> [Stated problem] Show every line of the items below that contains the word "white", copying each line in full. Case counts.

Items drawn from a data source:
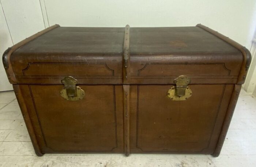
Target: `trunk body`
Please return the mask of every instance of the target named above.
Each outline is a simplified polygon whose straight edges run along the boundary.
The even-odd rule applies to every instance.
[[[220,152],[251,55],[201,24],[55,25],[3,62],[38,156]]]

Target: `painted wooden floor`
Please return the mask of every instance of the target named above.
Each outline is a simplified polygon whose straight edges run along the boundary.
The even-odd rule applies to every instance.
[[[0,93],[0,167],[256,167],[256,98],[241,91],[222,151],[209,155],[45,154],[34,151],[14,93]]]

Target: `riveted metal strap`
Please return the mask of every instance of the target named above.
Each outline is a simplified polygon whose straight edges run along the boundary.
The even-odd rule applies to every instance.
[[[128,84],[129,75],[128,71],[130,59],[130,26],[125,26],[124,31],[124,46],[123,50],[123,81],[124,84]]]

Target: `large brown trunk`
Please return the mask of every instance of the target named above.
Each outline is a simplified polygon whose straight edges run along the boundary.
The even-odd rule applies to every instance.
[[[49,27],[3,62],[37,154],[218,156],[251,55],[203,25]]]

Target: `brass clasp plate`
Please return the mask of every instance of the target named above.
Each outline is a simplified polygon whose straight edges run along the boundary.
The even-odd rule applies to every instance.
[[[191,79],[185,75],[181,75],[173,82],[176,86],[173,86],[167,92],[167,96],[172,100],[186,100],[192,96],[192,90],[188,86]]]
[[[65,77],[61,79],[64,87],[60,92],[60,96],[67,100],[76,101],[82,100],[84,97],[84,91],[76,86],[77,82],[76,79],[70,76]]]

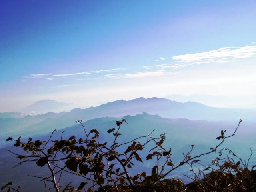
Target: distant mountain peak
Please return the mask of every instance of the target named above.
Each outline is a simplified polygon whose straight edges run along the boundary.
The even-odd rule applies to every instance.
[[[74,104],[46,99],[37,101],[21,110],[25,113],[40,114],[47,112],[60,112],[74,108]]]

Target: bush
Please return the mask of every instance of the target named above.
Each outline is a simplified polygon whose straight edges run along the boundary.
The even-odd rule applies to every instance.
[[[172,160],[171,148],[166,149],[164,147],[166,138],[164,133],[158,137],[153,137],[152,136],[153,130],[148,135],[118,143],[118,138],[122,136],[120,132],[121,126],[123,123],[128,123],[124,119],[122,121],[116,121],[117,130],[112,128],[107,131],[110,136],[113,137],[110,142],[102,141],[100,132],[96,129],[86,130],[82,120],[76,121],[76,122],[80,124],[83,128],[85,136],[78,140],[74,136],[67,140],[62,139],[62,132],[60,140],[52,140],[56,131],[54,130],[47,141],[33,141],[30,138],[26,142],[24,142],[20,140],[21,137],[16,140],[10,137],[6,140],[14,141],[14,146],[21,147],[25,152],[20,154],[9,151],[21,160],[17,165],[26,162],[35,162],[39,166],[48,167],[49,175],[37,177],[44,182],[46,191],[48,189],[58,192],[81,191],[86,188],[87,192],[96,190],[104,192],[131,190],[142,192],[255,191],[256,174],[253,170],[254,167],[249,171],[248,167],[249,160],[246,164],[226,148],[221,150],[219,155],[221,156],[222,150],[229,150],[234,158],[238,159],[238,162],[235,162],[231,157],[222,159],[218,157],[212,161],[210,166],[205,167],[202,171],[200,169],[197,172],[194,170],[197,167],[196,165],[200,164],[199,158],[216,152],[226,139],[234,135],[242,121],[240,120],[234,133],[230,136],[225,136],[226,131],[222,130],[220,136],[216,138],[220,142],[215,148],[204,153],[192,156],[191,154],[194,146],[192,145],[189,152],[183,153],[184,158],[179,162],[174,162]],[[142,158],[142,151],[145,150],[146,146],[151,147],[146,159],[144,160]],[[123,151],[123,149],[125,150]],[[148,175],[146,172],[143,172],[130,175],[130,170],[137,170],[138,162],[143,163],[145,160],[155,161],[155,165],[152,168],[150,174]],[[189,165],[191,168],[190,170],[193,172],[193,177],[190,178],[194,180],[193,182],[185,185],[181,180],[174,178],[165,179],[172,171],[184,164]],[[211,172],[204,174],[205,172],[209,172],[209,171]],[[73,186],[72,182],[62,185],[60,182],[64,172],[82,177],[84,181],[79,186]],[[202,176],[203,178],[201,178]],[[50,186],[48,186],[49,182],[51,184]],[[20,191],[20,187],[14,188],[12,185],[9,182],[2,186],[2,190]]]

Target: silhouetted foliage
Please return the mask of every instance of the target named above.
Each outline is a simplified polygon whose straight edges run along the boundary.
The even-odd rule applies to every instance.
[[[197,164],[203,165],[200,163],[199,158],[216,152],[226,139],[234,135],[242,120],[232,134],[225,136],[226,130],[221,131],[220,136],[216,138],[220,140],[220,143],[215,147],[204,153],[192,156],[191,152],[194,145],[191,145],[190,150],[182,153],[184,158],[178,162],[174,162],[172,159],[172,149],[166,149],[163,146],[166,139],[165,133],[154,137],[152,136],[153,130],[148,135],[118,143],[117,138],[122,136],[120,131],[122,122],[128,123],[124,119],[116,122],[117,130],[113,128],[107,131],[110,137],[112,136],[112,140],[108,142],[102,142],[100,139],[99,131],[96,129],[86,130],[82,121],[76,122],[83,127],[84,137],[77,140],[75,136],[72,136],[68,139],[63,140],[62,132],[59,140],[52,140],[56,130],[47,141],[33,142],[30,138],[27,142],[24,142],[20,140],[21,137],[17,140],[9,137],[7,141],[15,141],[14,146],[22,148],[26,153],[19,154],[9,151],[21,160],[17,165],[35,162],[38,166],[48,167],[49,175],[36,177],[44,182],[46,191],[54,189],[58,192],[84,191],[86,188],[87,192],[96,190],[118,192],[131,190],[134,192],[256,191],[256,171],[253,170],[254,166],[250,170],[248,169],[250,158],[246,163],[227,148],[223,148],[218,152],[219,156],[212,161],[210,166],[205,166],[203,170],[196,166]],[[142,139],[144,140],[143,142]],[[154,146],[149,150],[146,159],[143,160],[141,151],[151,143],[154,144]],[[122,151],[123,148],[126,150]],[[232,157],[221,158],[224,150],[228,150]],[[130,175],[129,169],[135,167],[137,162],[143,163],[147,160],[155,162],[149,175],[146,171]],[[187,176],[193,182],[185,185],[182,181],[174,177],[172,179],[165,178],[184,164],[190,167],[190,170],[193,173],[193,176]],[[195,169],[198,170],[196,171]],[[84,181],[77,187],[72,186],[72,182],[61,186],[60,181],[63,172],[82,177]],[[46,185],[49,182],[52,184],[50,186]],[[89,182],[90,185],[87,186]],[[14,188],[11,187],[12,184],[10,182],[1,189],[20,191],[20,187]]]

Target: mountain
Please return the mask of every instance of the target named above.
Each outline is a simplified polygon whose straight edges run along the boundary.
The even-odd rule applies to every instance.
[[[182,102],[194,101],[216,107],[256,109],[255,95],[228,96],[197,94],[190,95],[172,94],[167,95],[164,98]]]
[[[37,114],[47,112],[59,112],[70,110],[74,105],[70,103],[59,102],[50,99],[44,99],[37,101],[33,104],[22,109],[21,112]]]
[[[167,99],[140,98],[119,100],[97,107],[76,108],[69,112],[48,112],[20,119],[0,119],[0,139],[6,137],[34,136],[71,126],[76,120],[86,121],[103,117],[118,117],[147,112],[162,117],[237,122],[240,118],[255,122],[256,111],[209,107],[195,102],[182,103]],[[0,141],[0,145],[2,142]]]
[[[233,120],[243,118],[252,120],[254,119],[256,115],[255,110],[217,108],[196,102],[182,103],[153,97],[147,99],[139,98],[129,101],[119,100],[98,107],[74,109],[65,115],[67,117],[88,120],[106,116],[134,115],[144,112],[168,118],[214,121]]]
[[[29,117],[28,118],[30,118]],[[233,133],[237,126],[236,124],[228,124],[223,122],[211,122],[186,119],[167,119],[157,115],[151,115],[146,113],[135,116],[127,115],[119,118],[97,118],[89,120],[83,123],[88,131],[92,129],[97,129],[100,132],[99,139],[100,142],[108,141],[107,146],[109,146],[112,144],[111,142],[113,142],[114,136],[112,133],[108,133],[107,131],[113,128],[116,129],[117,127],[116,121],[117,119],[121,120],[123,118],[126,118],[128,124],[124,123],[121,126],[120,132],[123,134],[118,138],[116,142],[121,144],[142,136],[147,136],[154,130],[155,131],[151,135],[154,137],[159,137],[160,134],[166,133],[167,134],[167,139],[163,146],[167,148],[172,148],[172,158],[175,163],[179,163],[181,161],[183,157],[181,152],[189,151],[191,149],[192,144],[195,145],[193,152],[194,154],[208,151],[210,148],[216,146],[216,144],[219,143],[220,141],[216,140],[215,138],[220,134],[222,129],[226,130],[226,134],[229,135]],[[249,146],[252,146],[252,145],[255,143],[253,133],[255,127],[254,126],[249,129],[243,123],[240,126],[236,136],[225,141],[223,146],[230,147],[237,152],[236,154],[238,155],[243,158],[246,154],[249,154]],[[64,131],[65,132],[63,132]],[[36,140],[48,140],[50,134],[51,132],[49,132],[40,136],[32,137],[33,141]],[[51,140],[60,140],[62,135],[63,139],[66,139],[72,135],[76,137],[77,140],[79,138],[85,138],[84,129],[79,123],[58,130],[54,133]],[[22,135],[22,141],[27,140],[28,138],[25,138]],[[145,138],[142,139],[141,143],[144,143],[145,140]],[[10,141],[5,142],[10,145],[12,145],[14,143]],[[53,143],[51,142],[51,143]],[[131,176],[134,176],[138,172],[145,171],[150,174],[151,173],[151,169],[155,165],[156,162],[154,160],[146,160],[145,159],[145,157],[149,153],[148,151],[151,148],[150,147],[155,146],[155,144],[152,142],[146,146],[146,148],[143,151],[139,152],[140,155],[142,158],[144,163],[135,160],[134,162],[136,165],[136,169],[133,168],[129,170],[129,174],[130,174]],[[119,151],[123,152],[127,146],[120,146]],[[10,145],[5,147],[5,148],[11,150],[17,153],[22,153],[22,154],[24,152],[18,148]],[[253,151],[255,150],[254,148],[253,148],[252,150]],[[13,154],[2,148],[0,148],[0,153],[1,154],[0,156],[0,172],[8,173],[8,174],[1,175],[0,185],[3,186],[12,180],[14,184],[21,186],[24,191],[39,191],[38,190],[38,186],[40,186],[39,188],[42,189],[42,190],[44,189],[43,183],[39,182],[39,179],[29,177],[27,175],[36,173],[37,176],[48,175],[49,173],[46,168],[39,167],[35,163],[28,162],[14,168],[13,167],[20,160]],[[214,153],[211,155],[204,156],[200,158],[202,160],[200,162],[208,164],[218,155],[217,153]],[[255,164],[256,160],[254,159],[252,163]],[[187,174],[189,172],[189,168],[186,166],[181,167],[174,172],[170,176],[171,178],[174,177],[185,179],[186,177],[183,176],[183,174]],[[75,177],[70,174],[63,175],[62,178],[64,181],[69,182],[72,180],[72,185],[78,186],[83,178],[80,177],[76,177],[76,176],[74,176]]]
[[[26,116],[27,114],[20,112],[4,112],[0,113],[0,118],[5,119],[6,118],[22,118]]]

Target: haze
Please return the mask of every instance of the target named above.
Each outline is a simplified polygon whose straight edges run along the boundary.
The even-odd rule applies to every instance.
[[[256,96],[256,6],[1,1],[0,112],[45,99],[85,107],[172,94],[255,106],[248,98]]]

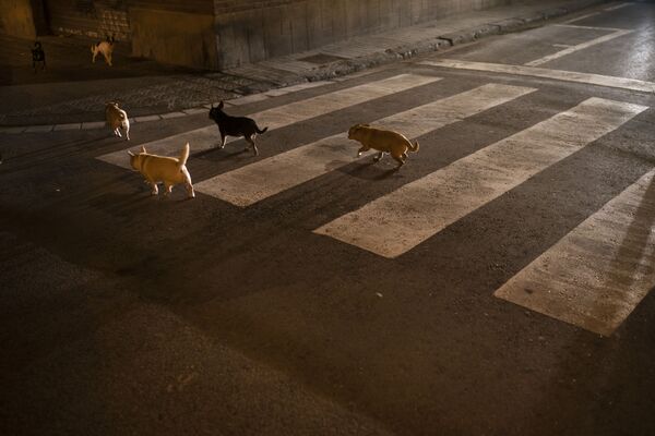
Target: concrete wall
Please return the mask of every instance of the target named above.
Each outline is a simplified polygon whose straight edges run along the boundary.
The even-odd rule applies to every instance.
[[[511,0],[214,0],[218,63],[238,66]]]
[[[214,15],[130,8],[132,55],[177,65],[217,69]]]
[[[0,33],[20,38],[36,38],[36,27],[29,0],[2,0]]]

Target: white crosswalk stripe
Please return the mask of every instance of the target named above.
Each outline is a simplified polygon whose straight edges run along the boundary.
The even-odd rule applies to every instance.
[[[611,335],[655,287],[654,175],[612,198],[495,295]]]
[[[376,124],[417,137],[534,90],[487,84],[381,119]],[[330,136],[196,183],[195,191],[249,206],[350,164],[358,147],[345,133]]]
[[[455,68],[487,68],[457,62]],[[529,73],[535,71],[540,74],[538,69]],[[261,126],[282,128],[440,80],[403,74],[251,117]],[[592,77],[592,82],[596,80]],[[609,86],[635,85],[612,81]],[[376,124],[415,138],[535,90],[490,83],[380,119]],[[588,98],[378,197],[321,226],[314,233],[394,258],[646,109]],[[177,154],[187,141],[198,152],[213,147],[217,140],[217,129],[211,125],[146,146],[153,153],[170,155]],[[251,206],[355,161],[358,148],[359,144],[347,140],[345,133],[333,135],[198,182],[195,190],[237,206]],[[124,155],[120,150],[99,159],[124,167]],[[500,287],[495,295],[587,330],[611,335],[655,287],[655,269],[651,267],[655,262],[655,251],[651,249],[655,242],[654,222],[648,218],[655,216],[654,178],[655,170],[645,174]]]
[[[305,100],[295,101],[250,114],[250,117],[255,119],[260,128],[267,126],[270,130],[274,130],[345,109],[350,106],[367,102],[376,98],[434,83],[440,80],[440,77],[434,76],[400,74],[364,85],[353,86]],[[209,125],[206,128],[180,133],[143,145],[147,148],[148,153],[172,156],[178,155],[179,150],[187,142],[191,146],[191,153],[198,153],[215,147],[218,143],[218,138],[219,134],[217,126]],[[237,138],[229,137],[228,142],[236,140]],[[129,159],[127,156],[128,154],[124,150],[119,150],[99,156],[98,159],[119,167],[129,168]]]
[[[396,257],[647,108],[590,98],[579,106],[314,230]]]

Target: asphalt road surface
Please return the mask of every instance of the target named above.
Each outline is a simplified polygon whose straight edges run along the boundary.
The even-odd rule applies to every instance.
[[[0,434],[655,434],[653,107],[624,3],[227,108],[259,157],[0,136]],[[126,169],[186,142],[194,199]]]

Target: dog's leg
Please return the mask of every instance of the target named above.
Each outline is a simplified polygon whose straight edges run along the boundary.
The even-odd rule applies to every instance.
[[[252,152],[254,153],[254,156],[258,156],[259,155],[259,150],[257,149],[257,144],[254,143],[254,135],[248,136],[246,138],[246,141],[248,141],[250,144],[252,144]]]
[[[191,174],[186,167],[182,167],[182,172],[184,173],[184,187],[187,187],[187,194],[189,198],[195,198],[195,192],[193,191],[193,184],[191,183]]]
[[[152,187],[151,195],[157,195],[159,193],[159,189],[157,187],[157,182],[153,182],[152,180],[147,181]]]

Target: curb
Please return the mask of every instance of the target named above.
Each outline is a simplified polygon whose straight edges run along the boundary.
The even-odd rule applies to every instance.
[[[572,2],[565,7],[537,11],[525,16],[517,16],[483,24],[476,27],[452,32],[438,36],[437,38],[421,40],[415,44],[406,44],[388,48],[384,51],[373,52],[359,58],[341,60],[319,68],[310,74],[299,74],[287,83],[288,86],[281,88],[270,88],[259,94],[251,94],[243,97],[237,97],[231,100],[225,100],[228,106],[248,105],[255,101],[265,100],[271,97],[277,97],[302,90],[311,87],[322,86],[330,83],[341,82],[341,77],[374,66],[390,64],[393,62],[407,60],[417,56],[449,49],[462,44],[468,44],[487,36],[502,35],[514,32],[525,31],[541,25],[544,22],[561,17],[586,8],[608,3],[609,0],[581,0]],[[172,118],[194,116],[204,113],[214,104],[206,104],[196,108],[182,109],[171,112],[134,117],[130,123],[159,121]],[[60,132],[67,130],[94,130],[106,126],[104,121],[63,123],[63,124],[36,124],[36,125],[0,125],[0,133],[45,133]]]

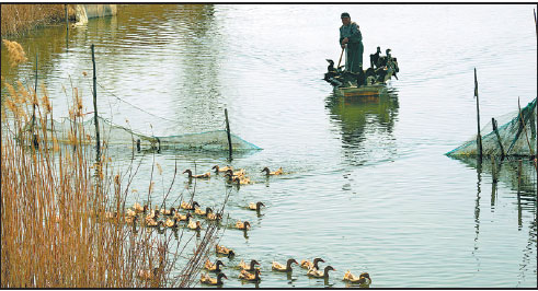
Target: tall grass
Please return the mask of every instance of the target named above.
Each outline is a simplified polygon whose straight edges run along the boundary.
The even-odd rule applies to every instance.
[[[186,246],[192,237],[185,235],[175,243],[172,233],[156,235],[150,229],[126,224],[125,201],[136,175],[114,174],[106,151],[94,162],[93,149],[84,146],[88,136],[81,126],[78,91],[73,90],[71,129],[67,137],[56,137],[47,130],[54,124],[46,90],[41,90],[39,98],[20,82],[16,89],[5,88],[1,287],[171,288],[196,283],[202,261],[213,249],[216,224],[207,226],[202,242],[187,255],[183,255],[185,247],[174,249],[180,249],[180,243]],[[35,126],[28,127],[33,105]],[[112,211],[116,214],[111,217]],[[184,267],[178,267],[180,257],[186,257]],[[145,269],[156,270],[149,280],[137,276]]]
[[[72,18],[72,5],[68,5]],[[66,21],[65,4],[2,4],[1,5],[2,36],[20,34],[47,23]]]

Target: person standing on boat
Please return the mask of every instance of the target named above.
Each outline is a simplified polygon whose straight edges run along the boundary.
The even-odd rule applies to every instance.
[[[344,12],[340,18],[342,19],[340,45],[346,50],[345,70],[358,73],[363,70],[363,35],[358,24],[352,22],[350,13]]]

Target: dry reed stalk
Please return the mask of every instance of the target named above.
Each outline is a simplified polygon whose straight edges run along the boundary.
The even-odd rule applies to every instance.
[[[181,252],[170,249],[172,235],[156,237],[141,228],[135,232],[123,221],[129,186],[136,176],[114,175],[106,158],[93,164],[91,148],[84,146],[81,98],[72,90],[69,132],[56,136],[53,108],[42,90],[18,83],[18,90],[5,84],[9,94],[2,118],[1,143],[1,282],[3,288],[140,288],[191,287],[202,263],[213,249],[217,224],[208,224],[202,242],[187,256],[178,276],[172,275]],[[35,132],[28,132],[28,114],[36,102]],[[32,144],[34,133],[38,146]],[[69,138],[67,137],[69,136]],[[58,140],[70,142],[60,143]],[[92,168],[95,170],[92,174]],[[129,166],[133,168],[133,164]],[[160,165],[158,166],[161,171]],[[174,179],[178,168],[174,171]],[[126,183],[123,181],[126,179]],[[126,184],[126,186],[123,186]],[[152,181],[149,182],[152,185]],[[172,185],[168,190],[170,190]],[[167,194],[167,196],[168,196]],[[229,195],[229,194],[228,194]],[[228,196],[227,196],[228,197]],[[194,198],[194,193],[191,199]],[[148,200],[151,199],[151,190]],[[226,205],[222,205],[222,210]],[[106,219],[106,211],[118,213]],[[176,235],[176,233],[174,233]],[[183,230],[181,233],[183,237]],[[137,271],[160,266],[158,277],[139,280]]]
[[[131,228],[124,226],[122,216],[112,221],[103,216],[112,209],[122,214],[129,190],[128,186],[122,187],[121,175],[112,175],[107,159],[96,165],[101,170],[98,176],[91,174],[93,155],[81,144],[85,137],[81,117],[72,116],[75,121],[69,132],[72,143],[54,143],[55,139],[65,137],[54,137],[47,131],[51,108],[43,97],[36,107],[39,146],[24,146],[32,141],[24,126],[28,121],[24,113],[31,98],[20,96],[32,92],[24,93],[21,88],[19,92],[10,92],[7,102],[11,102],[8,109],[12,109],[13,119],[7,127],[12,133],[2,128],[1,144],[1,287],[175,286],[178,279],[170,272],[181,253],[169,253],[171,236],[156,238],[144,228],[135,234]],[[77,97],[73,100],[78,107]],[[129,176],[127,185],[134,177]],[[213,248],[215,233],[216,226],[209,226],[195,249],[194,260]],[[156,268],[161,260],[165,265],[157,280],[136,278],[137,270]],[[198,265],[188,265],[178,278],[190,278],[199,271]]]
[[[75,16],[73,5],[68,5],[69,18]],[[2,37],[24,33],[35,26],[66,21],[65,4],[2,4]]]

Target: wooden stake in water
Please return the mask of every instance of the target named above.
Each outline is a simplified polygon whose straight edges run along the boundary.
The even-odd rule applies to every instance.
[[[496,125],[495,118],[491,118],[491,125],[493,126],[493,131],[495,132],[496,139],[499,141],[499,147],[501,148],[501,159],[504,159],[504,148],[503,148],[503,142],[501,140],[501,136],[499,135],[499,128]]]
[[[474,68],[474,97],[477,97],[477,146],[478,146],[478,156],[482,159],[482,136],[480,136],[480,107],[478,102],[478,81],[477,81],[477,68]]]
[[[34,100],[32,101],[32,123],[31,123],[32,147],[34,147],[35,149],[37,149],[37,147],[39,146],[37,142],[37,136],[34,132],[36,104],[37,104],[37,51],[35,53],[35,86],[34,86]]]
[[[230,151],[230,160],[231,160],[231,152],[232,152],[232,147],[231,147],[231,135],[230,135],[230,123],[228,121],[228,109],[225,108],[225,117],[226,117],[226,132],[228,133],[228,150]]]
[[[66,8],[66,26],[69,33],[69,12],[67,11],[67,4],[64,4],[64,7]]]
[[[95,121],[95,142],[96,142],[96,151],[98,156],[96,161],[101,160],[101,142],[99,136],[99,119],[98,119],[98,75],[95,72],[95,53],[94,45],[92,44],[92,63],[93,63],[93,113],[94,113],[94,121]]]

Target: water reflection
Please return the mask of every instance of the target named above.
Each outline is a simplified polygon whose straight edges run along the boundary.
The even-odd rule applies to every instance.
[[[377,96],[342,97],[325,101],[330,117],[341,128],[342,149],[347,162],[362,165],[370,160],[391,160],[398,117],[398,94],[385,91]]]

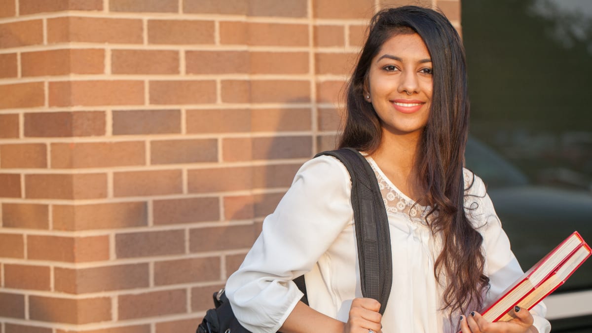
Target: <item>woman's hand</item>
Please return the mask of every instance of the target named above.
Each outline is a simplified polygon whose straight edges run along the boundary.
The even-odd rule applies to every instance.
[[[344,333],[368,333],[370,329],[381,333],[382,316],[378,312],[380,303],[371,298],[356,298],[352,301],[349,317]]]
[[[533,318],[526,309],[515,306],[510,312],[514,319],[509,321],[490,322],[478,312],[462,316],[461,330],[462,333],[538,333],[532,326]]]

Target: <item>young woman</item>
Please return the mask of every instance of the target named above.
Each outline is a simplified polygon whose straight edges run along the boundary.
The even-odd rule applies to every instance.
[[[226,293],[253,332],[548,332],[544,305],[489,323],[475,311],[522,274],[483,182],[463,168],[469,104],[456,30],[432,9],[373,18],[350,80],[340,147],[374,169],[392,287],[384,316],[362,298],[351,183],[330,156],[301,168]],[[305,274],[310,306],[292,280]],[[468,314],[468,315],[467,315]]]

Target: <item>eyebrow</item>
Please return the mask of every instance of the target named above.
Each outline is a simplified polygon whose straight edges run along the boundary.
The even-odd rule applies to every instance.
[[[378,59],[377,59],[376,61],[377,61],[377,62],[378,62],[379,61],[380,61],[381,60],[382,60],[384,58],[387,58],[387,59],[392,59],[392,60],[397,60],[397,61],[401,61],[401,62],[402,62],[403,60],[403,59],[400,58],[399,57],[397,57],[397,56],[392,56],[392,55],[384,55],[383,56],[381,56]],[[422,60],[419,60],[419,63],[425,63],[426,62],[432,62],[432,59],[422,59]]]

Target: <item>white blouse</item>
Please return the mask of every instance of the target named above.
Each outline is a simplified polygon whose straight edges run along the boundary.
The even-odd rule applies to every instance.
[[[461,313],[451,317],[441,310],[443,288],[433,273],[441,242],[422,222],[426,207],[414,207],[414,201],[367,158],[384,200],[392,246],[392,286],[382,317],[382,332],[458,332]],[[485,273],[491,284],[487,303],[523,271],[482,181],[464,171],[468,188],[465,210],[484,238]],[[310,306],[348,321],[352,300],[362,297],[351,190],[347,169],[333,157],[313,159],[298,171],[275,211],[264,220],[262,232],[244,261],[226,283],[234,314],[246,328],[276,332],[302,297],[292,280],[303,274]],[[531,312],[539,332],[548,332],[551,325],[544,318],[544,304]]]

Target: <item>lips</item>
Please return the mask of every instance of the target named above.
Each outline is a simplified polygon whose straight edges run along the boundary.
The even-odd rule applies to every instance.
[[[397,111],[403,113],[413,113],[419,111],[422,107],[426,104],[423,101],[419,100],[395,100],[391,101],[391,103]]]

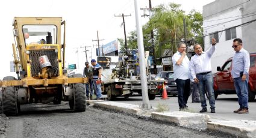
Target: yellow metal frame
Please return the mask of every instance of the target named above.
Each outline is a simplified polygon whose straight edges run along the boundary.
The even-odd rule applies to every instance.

> [Output]
Target: white crosswalk stripe
Target: <item>white blouse</item>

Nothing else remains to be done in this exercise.